The gravamen of plaintiffs' claims here is that AAMCO, Robert Morgan and Abraham Bernstein unlawfully concealed from them, while their franchise applications were pending, the facts that customer complaints had been filed against AAMCO and that AAMCO was negotiating the resolution of the complaints with the Attorneys General of various states. Plaintiffs also complain of the imposition upon them of the procedural modification borrowed from the consent judgments.

I.

Defendants Morgan and Bernstein move to dismiss for lack of personal jurisdiction. The motion is well-founded.

The only contacts which plaintiffs allege Morgan and Bernstein personally had with Maryland are a letter sent by Morgan to Robert Layton in Maryland welcoming him as an AAMCO franchisee and a form letter sent by Morgan and Bernstein to the Laytons in Maryland updating them on the consent judgments and procedural modification. Plaintiffs contend that the sending of these letters is sufficient to sustain the exercise of jurisdiction under Section 6-103(b)(1) and 6-103(b)(3) of the Maryland Long Arm Statute. See Md.Cts. & Jud.Proc.Code Ann., Section 6-103. However, both of those sections require the performance of acts within the state. Thus, the express statutory language does not permit application of the so-called "effects" test which plaintiffs urge. See generally Calder v. Jones, 465 U.S. 783, 104 S.Ct. 1482, 79 L.Ed.2d 804 (1984).

※ ※ ※

What to work on: Pick up the court opinion on the AAMCO franchise claims after its last sentence and carry it forward. The items that follow come from a separate source unrelated to the AAMCO opinion.

Excerpted data:
※ ※ ※

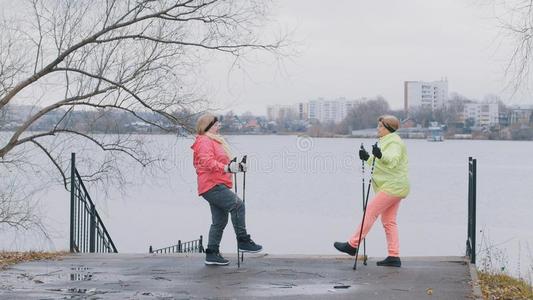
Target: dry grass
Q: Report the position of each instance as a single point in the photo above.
(11, 258)
(501, 286)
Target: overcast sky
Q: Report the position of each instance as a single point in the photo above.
(365, 48)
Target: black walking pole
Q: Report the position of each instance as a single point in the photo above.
(364, 212)
(363, 199)
(236, 214)
(243, 161)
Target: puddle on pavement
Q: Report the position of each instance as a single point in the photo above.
(80, 274)
(290, 289)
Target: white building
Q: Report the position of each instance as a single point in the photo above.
(302, 110)
(281, 112)
(429, 94)
(483, 114)
(330, 111)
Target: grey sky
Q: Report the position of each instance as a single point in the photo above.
(365, 48)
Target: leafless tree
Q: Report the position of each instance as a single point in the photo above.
(134, 56)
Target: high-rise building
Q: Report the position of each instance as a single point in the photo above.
(433, 94)
(302, 110)
(281, 112)
(330, 111)
(483, 114)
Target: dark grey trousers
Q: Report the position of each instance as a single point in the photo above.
(223, 201)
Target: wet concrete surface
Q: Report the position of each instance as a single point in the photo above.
(180, 276)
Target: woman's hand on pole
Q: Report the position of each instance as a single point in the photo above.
(376, 151)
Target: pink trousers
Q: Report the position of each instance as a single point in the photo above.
(386, 206)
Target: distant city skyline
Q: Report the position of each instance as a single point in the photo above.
(364, 49)
(357, 50)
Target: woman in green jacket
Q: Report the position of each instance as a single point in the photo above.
(390, 184)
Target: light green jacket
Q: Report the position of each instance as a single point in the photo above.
(390, 172)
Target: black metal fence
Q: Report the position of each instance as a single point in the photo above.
(87, 231)
(471, 236)
(185, 247)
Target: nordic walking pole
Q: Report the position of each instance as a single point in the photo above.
(363, 188)
(364, 212)
(236, 215)
(243, 161)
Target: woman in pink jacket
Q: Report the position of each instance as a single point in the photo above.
(214, 170)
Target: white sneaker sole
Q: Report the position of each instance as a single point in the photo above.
(214, 263)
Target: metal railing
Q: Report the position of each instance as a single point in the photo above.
(87, 231)
(471, 235)
(185, 247)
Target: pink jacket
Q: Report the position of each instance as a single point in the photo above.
(209, 160)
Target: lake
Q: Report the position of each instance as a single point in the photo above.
(302, 194)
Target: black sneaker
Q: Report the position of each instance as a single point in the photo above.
(213, 257)
(390, 261)
(247, 245)
(345, 247)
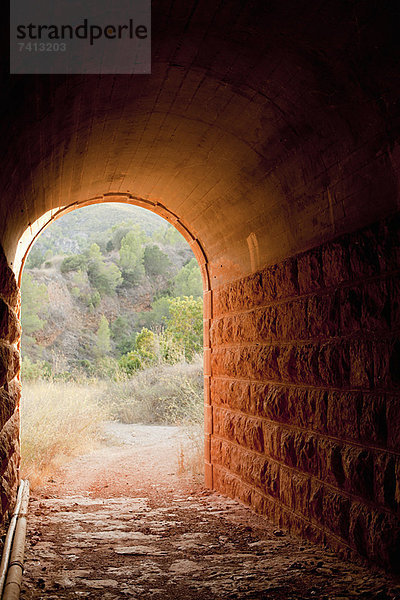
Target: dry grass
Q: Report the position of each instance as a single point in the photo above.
(161, 395)
(59, 420)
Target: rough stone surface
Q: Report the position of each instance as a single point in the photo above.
(102, 528)
(309, 386)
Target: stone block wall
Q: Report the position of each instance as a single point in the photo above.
(305, 393)
(10, 387)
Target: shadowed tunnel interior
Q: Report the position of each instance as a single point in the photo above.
(268, 132)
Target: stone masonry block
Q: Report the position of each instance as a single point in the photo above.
(231, 393)
(291, 320)
(336, 511)
(9, 290)
(272, 439)
(334, 364)
(392, 422)
(363, 254)
(376, 307)
(286, 283)
(323, 316)
(359, 529)
(358, 467)
(374, 420)
(295, 490)
(310, 272)
(351, 309)
(265, 323)
(330, 458)
(9, 440)
(343, 417)
(386, 472)
(361, 365)
(335, 263)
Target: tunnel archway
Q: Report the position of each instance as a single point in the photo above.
(275, 142)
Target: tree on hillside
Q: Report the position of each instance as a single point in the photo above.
(103, 338)
(104, 277)
(188, 281)
(131, 256)
(35, 301)
(185, 325)
(35, 258)
(169, 236)
(156, 262)
(75, 262)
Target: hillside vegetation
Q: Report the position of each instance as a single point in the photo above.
(109, 290)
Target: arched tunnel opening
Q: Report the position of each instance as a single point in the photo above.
(112, 346)
(270, 133)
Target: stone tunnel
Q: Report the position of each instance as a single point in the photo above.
(268, 134)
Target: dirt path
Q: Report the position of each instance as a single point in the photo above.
(121, 523)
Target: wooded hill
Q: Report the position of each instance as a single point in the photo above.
(109, 286)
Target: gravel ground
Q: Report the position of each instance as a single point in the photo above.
(123, 523)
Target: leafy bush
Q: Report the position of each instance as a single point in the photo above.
(68, 418)
(188, 281)
(156, 262)
(73, 263)
(32, 371)
(185, 325)
(166, 394)
(105, 278)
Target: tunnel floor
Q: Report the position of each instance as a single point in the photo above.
(121, 522)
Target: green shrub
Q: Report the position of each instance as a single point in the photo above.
(165, 394)
(73, 263)
(33, 371)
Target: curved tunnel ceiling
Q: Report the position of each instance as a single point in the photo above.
(260, 127)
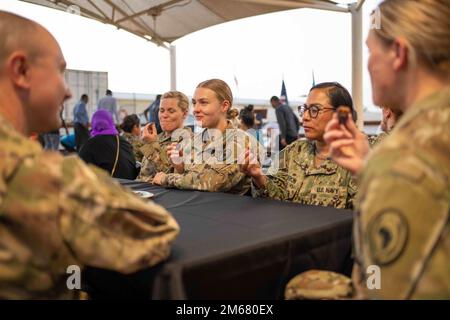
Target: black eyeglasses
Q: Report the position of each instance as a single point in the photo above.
(312, 109)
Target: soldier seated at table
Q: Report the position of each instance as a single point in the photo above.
(173, 110)
(304, 171)
(210, 162)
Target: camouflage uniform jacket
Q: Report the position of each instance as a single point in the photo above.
(402, 221)
(213, 163)
(136, 143)
(297, 179)
(155, 154)
(56, 212)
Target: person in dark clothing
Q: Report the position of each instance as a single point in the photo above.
(81, 122)
(102, 148)
(151, 113)
(287, 121)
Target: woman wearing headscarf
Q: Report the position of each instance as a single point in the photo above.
(107, 150)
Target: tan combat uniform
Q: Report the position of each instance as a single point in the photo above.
(402, 221)
(56, 212)
(213, 163)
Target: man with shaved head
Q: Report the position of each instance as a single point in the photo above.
(55, 212)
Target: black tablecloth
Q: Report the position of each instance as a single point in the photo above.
(234, 247)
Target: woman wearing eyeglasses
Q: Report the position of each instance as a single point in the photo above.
(304, 172)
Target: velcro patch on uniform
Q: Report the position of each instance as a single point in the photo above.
(387, 236)
(409, 168)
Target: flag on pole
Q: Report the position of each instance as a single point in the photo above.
(283, 95)
(236, 82)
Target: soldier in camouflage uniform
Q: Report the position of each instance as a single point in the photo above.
(302, 173)
(402, 221)
(56, 212)
(218, 169)
(173, 110)
(210, 162)
(390, 118)
(131, 128)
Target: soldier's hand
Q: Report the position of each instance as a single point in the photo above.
(348, 145)
(251, 167)
(149, 134)
(159, 177)
(175, 155)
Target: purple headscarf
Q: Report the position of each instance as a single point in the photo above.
(103, 124)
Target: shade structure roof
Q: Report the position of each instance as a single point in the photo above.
(164, 21)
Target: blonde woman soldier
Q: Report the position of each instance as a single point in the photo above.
(211, 161)
(401, 227)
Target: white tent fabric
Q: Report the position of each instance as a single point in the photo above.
(164, 21)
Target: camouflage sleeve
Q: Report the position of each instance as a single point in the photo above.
(351, 191)
(404, 224)
(375, 140)
(155, 160)
(214, 178)
(83, 210)
(137, 145)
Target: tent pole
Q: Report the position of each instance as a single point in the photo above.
(357, 61)
(173, 67)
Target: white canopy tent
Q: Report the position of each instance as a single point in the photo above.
(164, 21)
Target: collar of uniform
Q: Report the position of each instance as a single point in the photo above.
(7, 130)
(437, 100)
(328, 166)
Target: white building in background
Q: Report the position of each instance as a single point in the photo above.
(95, 83)
(92, 83)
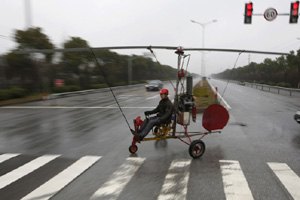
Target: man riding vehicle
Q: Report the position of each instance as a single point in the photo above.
(164, 114)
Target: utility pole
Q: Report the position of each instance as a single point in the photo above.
(28, 13)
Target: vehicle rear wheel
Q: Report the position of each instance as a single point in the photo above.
(133, 148)
(197, 149)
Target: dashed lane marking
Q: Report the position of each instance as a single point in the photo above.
(7, 156)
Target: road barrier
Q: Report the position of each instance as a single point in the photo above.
(84, 93)
(275, 89)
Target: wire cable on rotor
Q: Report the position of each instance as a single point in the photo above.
(149, 48)
(110, 88)
(232, 72)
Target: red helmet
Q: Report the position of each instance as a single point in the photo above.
(164, 91)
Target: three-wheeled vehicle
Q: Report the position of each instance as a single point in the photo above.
(215, 117)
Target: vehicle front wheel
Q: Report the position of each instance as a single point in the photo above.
(133, 148)
(197, 149)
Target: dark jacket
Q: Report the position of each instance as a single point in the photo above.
(164, 109)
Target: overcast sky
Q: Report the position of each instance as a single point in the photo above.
(158, 23)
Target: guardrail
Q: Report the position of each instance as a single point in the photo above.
(275, 89)
(92, 91)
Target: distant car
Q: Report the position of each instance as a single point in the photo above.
(297, 117)
(241, 83)
(154, 85)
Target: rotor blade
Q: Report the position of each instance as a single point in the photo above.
(147, 47)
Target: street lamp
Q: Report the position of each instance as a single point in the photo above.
(130, 69)
(203, 36)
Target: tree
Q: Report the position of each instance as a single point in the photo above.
(33, 38)
(77, 63)
(298, 67)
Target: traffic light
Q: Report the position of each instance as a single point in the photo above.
(248, 13)
(294, 14)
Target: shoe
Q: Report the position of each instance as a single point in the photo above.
(136, 134)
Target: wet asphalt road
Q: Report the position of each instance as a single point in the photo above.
(261, 129)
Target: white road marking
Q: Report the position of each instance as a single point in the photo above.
(69, 107)
(118, 180)
(175, 184)
(7, 156)
(235, 184)
(54, 185)
(288, 178)
(18, 173)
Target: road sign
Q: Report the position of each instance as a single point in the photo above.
(270, 14)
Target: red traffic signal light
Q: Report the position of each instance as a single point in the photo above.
(294, 14)
(248, 13)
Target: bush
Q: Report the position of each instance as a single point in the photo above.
(13, 93)
(283, 84)
(271, 83)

※ ※ ※

Task output:
Plaintiffs' reliance upon the "conspiracy" theory of jurisdiction also fails. Plaintiffs acknowledge that corporate officers cannot conspire with their own corporation, see Marmott v. Maryland Lumber Co., 807 F.2d 1180, 1184 (4th Cir.1986), cert. denied, 482 U.S. 929, 107 S.Ct. 3214, 96 L.Ed.2d 700 (1987), and AAMCO Transmissions, Inc. is the only defendant alleged to have performed acts within Maryland.

II.

Three counts of the Complaint are subject to dismissal under Fed.R.Civ.P. 12(b)(6) for failure to state a claim upon which relief can be granted.

1. Plaintiffs are not "consumers" and therefore have no cause of action under the Maryland Consumer Protection Act. See Maryland Code Ann., Section 13-101(c)(1); Boatel Industries v. Hester, 77 Md.App. 284, 550 A.2d 389, 397-399 (1988); compare State v. Cottman Transmission Systems, Inc., 75 Md.App. 647, 542 A.2d 859 (1988).

2. A franchisor/franchisee relationship is not fiduciary or confidential in nature, and plaintiffs therefore have stated no claim for breach of a duty arising from such a relationship. See, e.g., O'Neal v. Burger Chef Systems, Inc., 860 F.2d 1341, 1349 n. 4 (6th Cir.1988); Premier Wine & Spirits v. E. & J. Gallo Winery, 846 F.2d 537, 540-41 (9th Cir.1988); Picture Lake Campground v. Holiday Inns, Inc., 497 F.Supp. 858, 869 (E.D. Va.1980).

3. Plaintiffs have no claim under the Federal Trade Commission's franchise disclosure rules since those rules do not give rise to a private cause of action. See, e.g., Days Inn of America Franchising, Inc. v. Windham, 699 F.Supp. 1581 (N.D. Ga.1988); Freedman v. Meldy's, Inc., 587 F.Supp. 658 (E.D.Pa.1984).

III.

AAMCO is entitled to summary judgment as to plaintiffs' three remaining claims.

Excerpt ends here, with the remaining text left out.